**Ausgewählter Auszug**
____________________
Protocol of the Session on June 21, 2013

Die Mittel von Bund und EU gehen zurück. Wir müssen uns also fragen: Wie können wir mit weniger mehr erreichen? Wie machen wir dabei unsere Schulen fit für die Zukunft, sodass mehr Schülerinnen und Schüler die Hochschulreife erlangen und weniger Schüler die Schule ohne Abschluss verlassen? Wie schaffen wir es, Verwaltungskosten zu senken? Wie können wir auch künftig genügend Mittel für Investitionen zum Beispiel für den Hochwasserschutz und die Straßeninstandsetzung bereitstellen?

Eine andere Frage ist, wie wir es in vielen Bereichen schaffen können, den Blick über den eigenen Tellerrand hinaus zu lenken und mehr Kooperationen zu organisieren, sei es im Bereich der Kultur oder bei den Hochschulen. Hier kann die Devise nicht lauten: Jeder macht alles. Es muss vielmehr heißen: Wer macht was am besten? Was macht man gemeinsam? Wie unterstützen wir uns gegenseitig?
____________________
(Datensätze mit Positionsannotationen)
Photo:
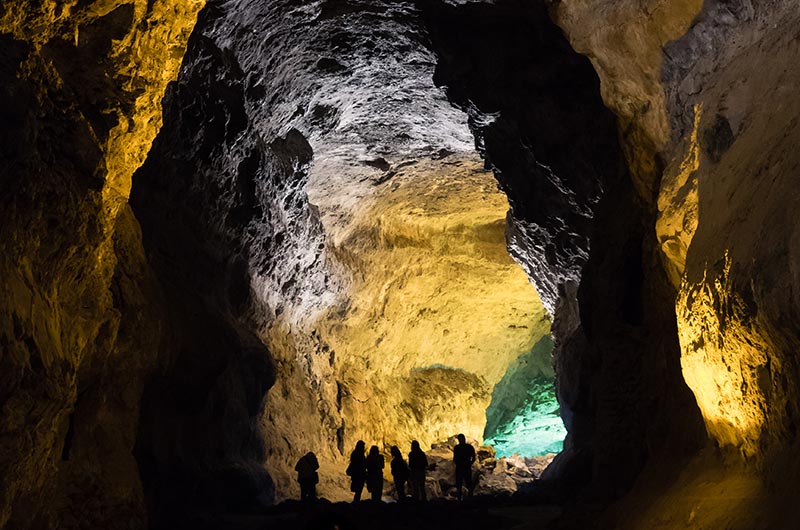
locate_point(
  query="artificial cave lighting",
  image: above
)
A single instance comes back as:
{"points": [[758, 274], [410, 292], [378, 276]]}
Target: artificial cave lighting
{"points": [[524, 417], [440, 314]]}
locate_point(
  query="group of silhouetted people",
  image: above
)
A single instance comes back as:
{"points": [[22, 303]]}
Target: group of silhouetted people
{"points": [[368, 469]]}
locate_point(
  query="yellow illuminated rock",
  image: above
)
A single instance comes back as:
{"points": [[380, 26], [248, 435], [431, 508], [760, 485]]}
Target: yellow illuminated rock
{"points": [[723, 360], [626, 50], [677, 206], [94, 73], [435, 311], [438, 311]]}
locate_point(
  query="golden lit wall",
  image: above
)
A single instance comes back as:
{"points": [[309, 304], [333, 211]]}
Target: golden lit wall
{"points": [[93, 74], [438, 309], [433, 312]]}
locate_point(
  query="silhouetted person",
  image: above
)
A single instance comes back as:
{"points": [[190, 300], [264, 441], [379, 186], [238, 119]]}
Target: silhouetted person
{"points": [[417, 464], [375, 464], [357, 470], [307, 476], [463, 456], [399, 472]]}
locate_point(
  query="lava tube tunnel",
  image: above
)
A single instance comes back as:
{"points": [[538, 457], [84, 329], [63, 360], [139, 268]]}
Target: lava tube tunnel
{"points": [[233, 232]]}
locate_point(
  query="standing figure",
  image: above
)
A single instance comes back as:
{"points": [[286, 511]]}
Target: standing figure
{"points": [[463, 457], [357, 470], [375, 466], [307, 476], [417, 464], [399, 473]]}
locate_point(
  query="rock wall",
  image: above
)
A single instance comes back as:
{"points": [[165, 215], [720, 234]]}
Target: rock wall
{"points": [[579, 227], [81, 86], [316, 190], [660, 238]]}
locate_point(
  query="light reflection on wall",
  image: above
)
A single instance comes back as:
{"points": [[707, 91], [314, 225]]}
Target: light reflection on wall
{"points": [[438, 309], [724, 358]]}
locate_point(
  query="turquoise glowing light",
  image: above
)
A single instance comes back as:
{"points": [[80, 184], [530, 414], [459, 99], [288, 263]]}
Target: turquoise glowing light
{"points": [[523, 417]]}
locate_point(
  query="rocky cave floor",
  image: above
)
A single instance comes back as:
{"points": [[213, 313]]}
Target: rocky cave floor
{"points": [[534, 510]]}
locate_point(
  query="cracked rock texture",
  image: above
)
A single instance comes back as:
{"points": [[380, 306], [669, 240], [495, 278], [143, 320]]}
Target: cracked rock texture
{"points": [[348, 230], [79, 106], [315, 173]]}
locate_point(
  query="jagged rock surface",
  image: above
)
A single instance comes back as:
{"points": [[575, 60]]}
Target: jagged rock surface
{"points": [[79, 106]]}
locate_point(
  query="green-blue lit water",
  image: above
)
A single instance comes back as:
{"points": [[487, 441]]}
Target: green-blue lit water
{"points": [[523, 417]]}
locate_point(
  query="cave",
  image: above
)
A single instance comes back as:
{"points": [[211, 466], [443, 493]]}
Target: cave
{"points": [[234, 231]]}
____________________
**Aufgaben**
**1)** Wessen Mittel gehen laut dem Auszug zurück?
**2)** Schreibe alle Fragen heraus, die im Auszug direkt auf „Es muss vielmehr heißen:“ folgen.
Die Einträge spielen hierfür keine Rolle.

**Lösungen**
**1)** Die Mittel von Bund und EU.

**2)**
Wer macht was am besten?
Was macht man gemeinsam?
Wie unterstützen wir uns gegenseitig?